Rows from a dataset
--

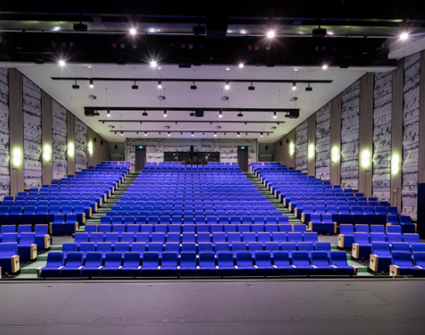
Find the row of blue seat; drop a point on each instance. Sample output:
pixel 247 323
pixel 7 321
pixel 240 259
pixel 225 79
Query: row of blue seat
pixel 210 264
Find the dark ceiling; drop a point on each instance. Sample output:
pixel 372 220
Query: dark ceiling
pixel 358 32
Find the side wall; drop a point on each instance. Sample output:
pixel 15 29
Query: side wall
pixel 40 125
pixel 368 138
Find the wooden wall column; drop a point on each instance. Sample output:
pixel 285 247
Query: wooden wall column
pixel 397 132
pixel 70 124
pixel 16 126
pixel 366 132
pixel 46 137
pixel 311 140
pixel 335 140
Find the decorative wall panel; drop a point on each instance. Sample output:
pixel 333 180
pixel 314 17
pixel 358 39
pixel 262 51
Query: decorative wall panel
pixel 301 144
pixel 80 145
pixel 32 134
pixel 323 142
pixel 350 136
pixel 59 141
pixel 382 96
pixel 156 147
pixel 4 134
pixel 410 135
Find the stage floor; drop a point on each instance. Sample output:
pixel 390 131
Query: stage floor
pixel 290 307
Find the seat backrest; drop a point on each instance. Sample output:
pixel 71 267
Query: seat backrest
pixel 74 259
pixel 403 259
pixel 319 258
pixel 55 259
pixel 300 258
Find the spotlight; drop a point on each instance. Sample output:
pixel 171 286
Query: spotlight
pixel 270 34
pixel 404 36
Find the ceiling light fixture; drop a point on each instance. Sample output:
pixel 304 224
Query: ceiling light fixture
pixel 404 36
pixel 270 34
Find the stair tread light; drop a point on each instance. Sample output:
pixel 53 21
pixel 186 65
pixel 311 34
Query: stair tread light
pixel 395 164
pixel 311 151
pixel 291 149
pixel 404 36
pixel 70 152
pixel 90 148
pixel 270 34
pixel 47 152
pixel 335 154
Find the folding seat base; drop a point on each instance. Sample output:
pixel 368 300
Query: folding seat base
pixel 187 272
pixel 246 271
pixel 285 271
pixel 324 270
pixel 70 272
pixel 90 272
pixel 304 270
pixel 266 271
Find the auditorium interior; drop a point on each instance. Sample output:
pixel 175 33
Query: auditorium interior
pixel 208 167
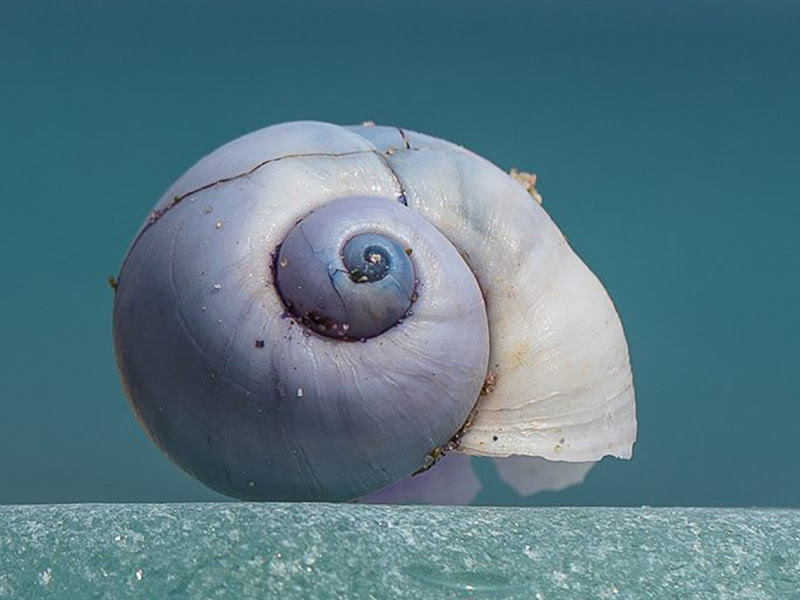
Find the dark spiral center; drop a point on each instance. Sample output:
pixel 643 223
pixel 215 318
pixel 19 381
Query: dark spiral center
pixel 355 291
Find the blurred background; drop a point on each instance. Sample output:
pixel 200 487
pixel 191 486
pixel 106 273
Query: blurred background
pixel 666 137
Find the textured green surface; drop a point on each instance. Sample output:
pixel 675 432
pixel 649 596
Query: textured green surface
pixel 346 551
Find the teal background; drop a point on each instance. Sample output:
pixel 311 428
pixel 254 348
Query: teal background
pixel 666 137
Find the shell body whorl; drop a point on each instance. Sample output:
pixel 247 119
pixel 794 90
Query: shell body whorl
pixel 263 392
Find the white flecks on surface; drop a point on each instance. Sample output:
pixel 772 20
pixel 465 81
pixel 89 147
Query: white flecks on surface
pixel 345 551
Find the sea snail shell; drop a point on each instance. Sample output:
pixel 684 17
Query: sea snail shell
pixel 311 313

--

Copy all the entries word for word. Omit any pictures.

• _Task output_
Find the row of blue seat; drop a point on each instance. Sample output:
pixel 247 323
pixel 7 321
pixel 240 259
pixel 225 79
Query: row of blue seat
pixel 210 264
Find the dark ceiling; drop a point on each instance. Sample output:
pixel 372 220
Query: dark ceiling
pixel 358 32
Find the side wall; drop a point on each instance. Sample output:
pixel 15 29
Query: side wall
pixel 40 125
pixel 368 138
Find the wooden wall column; drop a point on each instance. Sample output:
pixel 285 247
Query: wooden wall column
pixel 397 132
pixel 70 124
pixel 16 126
pixel 366 132
pixel 46 137
pixel 311 140
pixel 335 140
Find the decorative wall panel; drop a point on each instance. Sample output:
pixel 333 180
pixel 314 17
pixel 358 39
pixel 262 51
Query: decorative wall panel
pixel 301 144
pixel 80 145
pixel 32 134
pixel 323 142
pixel 350 136
pixel 59 141
pixel 382 96
pixel 156 147
pixel 4 134
pixel 410 135
Find the stage floor; drop a point on each instance. Sample output:
pixel 390 131
Query: stage floor
pixel 290 307
Find the seat backrest; drop a point on each instance. Sample output:
pixel 71 267
Query: seat backrest
pixel 74 259
pixel 403 259
pixel 319 258
pixel 55 259
pixel 300 258
Find the spotlight; drop a point on each instance. Sample output:
pixel 171 286
Query: spotlight
pixel 270 34
pixel 404 36
Find the ceiling light fixture; drop a point on each instance. Sample output:
pixel 304 224
Query: ceiling light fixture
pixel 404 36
pixel 270 34
Find the stair tread light; drop a point on each instance. Sample output:
pixel 53 21
pixel 186 65
pixel 311 34
Query: stair tread light
pixel 395 164
pixel 311 151
pixel 291 149
pixel 404 36
pixel 70 152
pixel 90 148
pixel 270 34
pixel 47 152
pixel 335 154
Find the folding seat base; drop a point on each instance. Sample output:
pixel 368 300
Query: folding seat base
pixel 187 272
pixel 246 271
pixel 285 271
pixel 324 270
pixel 70 272
pixel 90 272
pixel 304 270
pixel 266 271
Find the auditorium interior; drop a point on each instance. Sample output:
pixel 175 33
Query: auditorium interior
pixel 208 167
Find the dark spiral center; drop a point on each instance. Sample output:
pixel 643 223
pixel 215 318
pixel 19 381
Query: dark spiral center
pixel 355 291
Find the blurred background; drop a point on each instance. Sample output:
pixel 200 487
pixel 191 486
pixel 106 273
Query: blurred background
pixel 666 137
Find the textured green surface; drop a point on each instance. Sample output:
pixel 675 432
pixel 649 596
Query: textured green surface
pixel 346 551
Find the teal background; drop a point on each instance. Sample output:
pixel 311 428
pixel 254 348
Query: teal background
pixel 666 137
Find the shell body whorl; drop a point on each instance. Sample output:
pixel 247 119
pixel 794 90
Query: shell body whorl
pixel 263 392
Find the white flecks on surface; drop a point on each instance. Sample output:
pixel 772 20
pixel 465 81
pixel 89 147
Query: white flecks on surface
pixel 345 551
Find the sea snail shell; drop a point on each instance. Sample output:
pixel 684 17
Query: sea snail shell
pixel 311 313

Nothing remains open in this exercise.